[start of Exercise input]
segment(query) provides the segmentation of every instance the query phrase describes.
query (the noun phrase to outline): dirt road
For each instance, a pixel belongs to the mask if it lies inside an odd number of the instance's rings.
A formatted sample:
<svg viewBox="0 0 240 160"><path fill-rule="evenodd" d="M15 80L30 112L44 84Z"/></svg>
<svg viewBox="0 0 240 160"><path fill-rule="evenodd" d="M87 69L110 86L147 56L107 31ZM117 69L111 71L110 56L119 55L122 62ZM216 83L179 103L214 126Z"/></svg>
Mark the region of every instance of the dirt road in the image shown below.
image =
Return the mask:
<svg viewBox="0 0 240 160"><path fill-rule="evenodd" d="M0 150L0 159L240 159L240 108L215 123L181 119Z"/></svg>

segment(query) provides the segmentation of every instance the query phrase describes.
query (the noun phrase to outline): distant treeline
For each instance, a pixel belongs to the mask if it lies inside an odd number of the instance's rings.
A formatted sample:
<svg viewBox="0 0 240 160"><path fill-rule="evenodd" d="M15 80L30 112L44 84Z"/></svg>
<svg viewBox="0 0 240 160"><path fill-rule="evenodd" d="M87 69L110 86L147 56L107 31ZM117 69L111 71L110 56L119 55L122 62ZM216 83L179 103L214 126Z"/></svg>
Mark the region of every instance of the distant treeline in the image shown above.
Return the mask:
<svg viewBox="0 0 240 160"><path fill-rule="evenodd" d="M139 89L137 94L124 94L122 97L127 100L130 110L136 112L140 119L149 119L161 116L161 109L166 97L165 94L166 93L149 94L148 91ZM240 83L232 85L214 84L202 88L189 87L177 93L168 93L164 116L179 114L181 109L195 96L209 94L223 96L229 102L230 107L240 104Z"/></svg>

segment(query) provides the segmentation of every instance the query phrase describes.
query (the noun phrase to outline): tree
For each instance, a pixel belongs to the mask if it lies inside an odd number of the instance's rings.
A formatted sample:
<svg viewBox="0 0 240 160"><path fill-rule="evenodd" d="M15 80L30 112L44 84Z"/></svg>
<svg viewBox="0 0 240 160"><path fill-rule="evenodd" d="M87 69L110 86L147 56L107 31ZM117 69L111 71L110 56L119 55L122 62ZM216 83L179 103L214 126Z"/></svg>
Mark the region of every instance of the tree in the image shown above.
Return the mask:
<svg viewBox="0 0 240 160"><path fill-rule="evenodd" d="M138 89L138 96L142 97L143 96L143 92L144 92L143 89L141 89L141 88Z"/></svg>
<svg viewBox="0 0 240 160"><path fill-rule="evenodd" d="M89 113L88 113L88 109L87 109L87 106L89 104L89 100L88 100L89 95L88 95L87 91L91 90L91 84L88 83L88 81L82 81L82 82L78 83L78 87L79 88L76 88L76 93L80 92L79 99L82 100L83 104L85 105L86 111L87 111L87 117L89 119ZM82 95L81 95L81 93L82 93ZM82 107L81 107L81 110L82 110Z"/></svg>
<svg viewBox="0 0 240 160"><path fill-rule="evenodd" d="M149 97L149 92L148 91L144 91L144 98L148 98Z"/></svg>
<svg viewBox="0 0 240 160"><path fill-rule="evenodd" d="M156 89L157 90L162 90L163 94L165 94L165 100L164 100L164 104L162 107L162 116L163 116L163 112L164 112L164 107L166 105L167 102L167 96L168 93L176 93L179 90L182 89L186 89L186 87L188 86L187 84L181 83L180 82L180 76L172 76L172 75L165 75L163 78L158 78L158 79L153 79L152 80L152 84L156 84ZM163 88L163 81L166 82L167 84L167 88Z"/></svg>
[end of Exercise input]
Return every line in the rows above that contains the word "distant". Matching is case-sensitive.

query (the noun phrase to outline): distant treeline
Mark the region of every instance of the distant treeline in the image shown above.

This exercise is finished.